INSTRUCTIONS TO FOLLOW => Format the records as a JSON list of strings, one string per line and no blank lines, starting with the line containing "line is in the scene." and going on through the line containing "93;284;363;354", both included. Leave out every other line.

— BEGIN —

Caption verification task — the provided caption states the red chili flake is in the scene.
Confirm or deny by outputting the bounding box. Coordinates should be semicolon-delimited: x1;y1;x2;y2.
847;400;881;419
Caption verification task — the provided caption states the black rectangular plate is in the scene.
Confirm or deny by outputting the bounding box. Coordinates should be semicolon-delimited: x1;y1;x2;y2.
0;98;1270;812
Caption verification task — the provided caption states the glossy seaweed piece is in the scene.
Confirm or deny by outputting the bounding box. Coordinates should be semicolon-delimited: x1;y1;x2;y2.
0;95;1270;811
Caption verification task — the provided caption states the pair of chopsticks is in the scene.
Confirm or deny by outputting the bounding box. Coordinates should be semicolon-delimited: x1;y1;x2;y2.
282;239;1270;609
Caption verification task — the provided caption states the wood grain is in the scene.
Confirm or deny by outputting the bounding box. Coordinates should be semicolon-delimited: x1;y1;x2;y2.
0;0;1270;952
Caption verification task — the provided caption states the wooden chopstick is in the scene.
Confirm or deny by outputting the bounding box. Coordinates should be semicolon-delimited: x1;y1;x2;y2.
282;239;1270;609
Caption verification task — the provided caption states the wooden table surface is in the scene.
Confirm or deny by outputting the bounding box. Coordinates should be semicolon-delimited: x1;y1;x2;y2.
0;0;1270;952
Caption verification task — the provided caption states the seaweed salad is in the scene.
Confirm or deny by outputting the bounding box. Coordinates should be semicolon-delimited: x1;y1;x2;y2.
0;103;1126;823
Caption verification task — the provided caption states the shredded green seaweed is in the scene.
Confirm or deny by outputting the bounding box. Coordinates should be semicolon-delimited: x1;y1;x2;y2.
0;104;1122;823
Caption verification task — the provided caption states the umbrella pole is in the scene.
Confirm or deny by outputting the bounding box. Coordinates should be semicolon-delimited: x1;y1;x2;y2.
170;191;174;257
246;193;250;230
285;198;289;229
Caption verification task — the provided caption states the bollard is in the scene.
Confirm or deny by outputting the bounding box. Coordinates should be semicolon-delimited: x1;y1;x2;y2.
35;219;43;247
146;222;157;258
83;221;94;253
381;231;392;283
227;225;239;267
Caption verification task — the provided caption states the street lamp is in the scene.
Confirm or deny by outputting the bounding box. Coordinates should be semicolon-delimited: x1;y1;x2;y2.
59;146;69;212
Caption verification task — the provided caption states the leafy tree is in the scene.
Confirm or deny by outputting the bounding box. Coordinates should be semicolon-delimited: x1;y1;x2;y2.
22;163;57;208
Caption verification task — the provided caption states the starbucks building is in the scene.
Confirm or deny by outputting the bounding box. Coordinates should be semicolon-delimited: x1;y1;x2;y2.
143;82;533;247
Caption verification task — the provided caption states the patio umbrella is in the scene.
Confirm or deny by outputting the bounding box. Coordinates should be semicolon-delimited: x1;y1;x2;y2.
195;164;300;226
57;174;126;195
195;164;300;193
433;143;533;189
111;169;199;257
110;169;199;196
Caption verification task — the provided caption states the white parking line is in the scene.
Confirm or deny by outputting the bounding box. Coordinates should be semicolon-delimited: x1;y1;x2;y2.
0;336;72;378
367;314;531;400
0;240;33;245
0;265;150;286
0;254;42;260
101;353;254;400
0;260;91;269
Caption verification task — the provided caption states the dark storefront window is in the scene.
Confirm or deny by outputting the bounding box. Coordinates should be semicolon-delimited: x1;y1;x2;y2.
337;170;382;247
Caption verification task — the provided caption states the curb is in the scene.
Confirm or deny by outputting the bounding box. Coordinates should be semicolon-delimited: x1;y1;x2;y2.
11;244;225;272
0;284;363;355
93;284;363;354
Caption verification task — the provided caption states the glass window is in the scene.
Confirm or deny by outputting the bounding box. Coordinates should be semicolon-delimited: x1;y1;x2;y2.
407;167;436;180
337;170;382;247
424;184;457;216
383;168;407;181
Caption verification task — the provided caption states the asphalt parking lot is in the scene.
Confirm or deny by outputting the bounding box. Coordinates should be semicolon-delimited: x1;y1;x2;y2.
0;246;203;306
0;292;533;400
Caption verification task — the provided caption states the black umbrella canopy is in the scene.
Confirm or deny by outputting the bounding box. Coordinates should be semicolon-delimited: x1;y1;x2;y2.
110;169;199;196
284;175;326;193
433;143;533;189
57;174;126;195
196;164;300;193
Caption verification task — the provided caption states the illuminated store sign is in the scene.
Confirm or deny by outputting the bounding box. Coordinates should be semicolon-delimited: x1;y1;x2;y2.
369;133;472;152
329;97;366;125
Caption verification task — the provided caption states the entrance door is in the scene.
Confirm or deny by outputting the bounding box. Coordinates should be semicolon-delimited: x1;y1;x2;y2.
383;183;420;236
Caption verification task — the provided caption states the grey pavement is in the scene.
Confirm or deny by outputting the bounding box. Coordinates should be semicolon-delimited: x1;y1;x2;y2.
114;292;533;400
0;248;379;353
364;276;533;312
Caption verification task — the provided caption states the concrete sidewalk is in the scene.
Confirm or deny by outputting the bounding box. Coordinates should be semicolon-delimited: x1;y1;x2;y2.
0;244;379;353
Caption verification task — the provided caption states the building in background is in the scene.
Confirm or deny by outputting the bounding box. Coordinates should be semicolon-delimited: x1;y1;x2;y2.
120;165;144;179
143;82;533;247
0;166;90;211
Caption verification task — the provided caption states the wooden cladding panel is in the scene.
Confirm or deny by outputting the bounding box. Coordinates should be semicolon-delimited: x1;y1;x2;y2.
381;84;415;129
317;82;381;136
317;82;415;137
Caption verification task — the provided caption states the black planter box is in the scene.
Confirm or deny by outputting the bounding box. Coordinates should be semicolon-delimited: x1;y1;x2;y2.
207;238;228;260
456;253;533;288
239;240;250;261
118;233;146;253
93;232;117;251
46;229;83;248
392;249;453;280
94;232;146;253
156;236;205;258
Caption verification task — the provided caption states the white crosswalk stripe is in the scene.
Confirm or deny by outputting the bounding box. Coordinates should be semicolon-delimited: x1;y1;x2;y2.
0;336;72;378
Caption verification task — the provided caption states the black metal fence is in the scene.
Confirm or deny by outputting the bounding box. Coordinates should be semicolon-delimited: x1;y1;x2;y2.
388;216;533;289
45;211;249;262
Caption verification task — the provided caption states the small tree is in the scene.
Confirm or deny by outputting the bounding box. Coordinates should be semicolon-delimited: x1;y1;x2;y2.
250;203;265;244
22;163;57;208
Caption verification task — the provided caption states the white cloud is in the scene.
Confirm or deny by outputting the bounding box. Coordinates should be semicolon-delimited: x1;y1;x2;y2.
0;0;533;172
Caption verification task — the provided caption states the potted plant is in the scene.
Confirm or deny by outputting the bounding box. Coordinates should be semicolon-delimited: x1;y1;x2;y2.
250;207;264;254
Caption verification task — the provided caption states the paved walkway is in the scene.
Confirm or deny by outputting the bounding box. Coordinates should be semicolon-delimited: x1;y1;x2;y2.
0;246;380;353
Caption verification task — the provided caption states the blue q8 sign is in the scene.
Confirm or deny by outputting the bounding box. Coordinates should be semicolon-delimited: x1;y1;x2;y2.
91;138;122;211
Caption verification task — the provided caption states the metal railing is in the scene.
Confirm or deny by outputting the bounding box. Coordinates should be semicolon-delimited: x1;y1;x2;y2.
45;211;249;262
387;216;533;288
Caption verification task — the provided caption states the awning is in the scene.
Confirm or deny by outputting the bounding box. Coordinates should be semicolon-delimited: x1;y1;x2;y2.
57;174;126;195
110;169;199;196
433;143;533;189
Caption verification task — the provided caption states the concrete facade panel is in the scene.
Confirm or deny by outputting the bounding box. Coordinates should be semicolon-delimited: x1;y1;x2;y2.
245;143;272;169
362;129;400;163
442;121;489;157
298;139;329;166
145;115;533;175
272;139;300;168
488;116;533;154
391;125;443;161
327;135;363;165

— END —

COMPLETE RESPONSE =>
[
  "Caption verification task — the provided caption states the white parking line is in the scene.",
  "Confirm or deny by outputting the bounding box. Coordinates should be semicolon-delimited: x1;y1;x2;y2.",
  "0;336;72;378",
  "367;314;531;400",
  "0;240;33;245",
  "0;265;150;286",
  "0;254;42;260",
  "101;353;254;400",
  "0;260;91;269",
  "Caption verification task — the provided caption states the dark storefront window is in the scene.",
  "Confirm or deny by outputting the bounding box. Coordinates should be semicolon-delimited: x1;y1;x2;y2.",
  "337;170;382;247",
  "Caption verification task — the provided caption states the curb is in the scene.",
  "Confirm or deny by outputting the bounding box. Coordinates should be semicolon-delimited: x1;y1;x2;y2.",
  "11;244;225;272",
  "0;284;363;355",
  "93;284;363;354"
]